Angelo Calisti con la maglia dell'Alessandria 


(di Franco Zappacosta)
Angelo Calisti all’inizio degli Anni 70 è stato splendido protagonista di un triennio che non diede importanti risultati solo per la fragilità della struttura societaria (un uomo solo al comando) e perché mancò il pizzico di fortuna sempre necessaria per realizzare grandi imprese. Così quel Chieti che, assieme a Calisti, ebbe attaccanti del calibro dei compianti Cavicchia e Peressin, o come Scicolone e il nostro Walter Berardi per non parlare di Vriz, riuscì soltanto a conquistare buoni piazzamenti finali, nulla di più.

Angelo Calisti, neroverde dal 1970 al 1973, è stato un attaccante (oggi si direbbe esterno alto) capace di giocare sia sulla fascia destra, suo territorio preferito, sia sulla corsia sinistra. Tecnicamente dotatissimo ha avuto una carriera al di sotto del suo grande talento. Infortuni di seria entità ne impedirono il decollo verso il calcio di alto livello. Napoli, Fiorentina, Roma furono destinazioni che saltarono a causa di perfidi agguati del destino. Avrebbe avuto bisogno di qualche provvidenziale sortilegio di un famoso personaggio vissuto nel ‘700, il Conte di Cagliostro, morto prigioniero nella fortezza di San Leo, la località (marchigiana prima, adesso romagnola) della quale Calisti è originario.

#### Righe memorizzate
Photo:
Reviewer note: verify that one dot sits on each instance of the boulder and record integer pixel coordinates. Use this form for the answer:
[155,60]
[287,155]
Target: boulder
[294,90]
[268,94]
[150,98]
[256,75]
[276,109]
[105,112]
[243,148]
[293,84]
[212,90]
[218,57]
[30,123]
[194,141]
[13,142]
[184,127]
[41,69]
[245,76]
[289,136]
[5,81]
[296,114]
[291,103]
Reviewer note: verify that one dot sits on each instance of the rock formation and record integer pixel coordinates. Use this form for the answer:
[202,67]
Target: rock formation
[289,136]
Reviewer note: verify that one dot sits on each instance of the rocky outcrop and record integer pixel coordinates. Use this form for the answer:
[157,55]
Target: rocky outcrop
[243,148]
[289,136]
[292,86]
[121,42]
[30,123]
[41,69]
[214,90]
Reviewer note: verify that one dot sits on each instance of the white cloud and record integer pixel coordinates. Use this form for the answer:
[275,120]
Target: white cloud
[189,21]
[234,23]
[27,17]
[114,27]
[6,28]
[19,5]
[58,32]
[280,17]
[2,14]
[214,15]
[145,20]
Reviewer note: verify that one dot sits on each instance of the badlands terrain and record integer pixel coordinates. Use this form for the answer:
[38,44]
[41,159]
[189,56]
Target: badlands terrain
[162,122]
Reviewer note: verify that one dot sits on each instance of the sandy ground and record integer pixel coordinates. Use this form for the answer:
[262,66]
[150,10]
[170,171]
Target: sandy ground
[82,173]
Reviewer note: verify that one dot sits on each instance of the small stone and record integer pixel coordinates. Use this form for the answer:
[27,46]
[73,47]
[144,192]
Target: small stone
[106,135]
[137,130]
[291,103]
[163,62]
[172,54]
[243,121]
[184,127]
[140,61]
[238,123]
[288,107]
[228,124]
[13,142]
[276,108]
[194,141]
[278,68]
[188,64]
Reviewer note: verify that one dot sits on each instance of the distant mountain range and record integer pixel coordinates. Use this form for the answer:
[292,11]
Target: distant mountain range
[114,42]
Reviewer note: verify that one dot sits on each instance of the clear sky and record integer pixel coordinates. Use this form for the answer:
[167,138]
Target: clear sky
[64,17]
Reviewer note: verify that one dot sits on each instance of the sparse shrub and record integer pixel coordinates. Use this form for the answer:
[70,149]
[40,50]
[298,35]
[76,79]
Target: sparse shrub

#### Requisiti dell'esercizio
Per favore, ricopia dal brano su Angelo Calisti il passo da "Angelo Calisti con" fino a "nulla di più." incluso.

#### Risultato
Angelo Calisti con la maglia dell'Alessandria 


(di Franco Zappacosta)
Angelo Calisti all’inizio degli Anni 70 è stato splendido protagonista di un triennio che non diede importanti risultati solo per la fragilità della struttura societaria (un uomo solo al comando) e perché mancò il pizzico di fortuna sempre necessaria per realizzare grandi imprese. Così quel Chieti che, assieme a Calisti, ebbe attaccanti del calibro dei compianti Cavicchia e Peressin, o come Scicolone e il nostro Walter Berardi per non parlare di Vriz, riuscì soltanto a conquistare buoni piazzamenti finali, nulla di più.